§ WORK TO COMPLETE: Output, with no changes, the span of lines that opens with the line containing "Teacher note: please indicate the rock" and closes with the last line.

§ INFORMATION SHOWN:
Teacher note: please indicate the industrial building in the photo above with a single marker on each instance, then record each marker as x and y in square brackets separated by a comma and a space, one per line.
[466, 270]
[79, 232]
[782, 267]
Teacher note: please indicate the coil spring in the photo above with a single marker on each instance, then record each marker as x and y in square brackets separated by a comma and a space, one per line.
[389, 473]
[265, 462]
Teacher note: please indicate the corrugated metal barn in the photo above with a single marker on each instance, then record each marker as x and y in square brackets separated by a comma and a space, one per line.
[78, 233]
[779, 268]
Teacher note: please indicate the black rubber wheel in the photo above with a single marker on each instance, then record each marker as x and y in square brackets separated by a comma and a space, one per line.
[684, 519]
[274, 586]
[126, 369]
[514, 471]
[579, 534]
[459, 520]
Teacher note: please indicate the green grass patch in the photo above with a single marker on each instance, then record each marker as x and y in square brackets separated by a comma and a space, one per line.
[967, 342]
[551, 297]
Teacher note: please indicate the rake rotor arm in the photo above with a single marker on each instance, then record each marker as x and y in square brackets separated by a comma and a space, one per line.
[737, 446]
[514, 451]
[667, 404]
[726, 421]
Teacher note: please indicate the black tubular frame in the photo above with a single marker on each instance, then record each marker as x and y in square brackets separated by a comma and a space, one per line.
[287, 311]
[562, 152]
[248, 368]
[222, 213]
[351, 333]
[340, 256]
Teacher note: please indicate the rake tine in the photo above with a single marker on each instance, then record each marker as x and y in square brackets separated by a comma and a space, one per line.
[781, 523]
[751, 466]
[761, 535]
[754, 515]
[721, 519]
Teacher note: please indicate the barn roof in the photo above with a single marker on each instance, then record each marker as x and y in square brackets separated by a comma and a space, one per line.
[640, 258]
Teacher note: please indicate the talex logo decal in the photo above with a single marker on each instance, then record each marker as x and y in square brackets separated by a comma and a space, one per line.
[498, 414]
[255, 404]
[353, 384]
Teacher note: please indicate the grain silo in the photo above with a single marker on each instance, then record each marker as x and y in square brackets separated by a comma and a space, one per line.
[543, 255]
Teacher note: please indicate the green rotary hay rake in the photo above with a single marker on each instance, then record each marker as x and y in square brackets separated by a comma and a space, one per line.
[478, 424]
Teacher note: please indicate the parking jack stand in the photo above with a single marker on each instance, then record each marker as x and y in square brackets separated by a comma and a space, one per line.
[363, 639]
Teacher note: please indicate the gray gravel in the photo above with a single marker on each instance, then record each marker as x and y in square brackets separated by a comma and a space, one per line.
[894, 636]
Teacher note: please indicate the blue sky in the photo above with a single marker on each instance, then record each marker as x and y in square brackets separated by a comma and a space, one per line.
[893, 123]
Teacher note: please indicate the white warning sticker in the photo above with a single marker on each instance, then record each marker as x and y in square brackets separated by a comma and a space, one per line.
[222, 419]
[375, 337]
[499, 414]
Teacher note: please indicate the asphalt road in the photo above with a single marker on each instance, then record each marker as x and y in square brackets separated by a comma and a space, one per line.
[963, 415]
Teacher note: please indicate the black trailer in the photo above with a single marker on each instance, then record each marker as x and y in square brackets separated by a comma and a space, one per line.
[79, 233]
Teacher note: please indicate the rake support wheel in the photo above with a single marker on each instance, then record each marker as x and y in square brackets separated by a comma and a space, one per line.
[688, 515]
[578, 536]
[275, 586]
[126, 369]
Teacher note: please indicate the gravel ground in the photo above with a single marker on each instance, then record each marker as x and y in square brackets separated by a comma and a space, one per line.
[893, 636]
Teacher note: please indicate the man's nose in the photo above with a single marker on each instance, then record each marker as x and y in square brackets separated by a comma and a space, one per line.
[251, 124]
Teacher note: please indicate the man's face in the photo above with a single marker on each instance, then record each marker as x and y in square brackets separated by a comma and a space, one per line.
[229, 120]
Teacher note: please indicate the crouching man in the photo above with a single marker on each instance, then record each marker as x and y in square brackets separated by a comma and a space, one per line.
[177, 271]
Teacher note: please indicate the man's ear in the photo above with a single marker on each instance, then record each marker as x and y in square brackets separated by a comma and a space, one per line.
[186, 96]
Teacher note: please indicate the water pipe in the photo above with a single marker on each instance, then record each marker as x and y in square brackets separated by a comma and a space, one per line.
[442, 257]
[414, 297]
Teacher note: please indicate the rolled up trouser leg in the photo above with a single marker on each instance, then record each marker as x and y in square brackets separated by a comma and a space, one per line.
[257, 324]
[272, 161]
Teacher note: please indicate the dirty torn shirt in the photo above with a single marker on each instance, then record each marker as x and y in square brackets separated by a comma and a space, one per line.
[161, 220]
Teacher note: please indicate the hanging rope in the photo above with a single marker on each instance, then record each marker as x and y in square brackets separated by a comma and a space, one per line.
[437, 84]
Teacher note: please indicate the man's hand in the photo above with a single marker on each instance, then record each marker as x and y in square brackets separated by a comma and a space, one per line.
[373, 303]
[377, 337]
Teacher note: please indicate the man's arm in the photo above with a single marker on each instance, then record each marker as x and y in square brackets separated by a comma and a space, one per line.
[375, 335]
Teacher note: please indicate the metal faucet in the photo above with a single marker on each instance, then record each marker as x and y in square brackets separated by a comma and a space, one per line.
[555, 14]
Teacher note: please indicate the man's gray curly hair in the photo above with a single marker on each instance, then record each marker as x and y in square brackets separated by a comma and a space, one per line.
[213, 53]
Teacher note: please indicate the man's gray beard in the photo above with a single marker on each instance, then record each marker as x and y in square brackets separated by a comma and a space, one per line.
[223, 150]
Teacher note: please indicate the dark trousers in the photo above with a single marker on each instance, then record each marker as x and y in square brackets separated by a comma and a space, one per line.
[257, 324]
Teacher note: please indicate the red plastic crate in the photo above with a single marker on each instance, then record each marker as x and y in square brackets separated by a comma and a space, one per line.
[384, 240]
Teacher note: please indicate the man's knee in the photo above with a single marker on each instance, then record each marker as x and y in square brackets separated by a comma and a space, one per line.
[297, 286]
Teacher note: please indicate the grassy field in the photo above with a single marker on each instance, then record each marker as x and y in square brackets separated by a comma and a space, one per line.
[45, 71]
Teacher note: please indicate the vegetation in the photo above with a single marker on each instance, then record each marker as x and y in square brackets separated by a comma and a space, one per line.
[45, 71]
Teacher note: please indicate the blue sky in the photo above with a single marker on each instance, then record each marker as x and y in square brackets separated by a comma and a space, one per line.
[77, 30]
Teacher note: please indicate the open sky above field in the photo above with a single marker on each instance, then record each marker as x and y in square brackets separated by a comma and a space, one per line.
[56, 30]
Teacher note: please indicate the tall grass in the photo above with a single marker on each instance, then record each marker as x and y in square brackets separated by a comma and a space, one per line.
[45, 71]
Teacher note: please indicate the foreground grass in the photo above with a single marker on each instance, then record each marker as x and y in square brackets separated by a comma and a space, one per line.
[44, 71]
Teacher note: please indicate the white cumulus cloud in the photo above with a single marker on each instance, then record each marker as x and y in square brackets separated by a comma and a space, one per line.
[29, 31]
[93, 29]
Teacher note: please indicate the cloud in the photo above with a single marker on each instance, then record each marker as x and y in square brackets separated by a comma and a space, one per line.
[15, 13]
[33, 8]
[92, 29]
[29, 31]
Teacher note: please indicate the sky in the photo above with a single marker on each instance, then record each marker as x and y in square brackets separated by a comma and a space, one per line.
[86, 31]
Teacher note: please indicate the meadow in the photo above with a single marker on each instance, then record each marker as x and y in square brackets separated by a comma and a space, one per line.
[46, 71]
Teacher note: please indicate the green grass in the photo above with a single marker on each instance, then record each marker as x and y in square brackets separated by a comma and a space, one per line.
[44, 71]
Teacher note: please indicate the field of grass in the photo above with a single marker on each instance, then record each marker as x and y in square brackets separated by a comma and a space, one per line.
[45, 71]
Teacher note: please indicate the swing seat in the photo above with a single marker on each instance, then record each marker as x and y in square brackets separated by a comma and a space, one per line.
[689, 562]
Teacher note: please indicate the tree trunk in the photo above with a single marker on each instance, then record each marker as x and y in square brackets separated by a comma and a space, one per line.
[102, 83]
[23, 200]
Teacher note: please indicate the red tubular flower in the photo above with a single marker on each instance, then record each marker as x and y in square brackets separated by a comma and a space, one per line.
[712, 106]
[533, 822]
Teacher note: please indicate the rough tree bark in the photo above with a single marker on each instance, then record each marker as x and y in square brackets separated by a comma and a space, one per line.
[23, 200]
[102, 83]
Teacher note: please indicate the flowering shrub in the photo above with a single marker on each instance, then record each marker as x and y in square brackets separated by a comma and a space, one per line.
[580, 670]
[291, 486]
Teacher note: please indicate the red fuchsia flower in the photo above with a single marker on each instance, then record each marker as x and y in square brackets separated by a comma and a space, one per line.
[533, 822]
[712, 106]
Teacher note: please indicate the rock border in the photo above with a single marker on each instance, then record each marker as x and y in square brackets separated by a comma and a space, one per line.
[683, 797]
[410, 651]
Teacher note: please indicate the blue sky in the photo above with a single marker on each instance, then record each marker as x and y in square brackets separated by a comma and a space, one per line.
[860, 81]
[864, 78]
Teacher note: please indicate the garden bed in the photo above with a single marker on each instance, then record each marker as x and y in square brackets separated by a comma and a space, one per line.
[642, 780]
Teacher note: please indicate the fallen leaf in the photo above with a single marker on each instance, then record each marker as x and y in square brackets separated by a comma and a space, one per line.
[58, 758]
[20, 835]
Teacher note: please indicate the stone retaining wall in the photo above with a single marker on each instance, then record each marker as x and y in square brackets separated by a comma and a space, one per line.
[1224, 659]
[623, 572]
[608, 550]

§ RESPONSE FOR THIS EXERCISE:
Teacher note: please indicate the rock border in the photo above with a single marker on each instance, then record each marker as x and y in square brackets separated by a comma and a space, one per line.
[683, 797]
[410, 651]
Teacher note: please indicate the blue sky in the photo above with a single marker on each instance, then record each marker as x and y in square brackets separated by a comma and a space, one per line.
[860, 81]
[864, 78]
Teacher note: please indicate the garden bed in the photo above with a single marker on each instance, then record each marker as x and y in square brackets separated by a comma and a space, one per line.
[642, 780]
Teacher note: please indicate the fallen leaf in the photo above with a single marker on each instance, then record each marker as x and y in square brackets separated by a comma and a space, one per line.
[58, 758]
[20, 835]
Teacher note: please indicate the stone retaining wall in the photo above with a single marker on each instance, then record each marker as x and y in square brackets separated by a comma and a space, one per line.
[1224, 659]
[623, 572]
[608, 550]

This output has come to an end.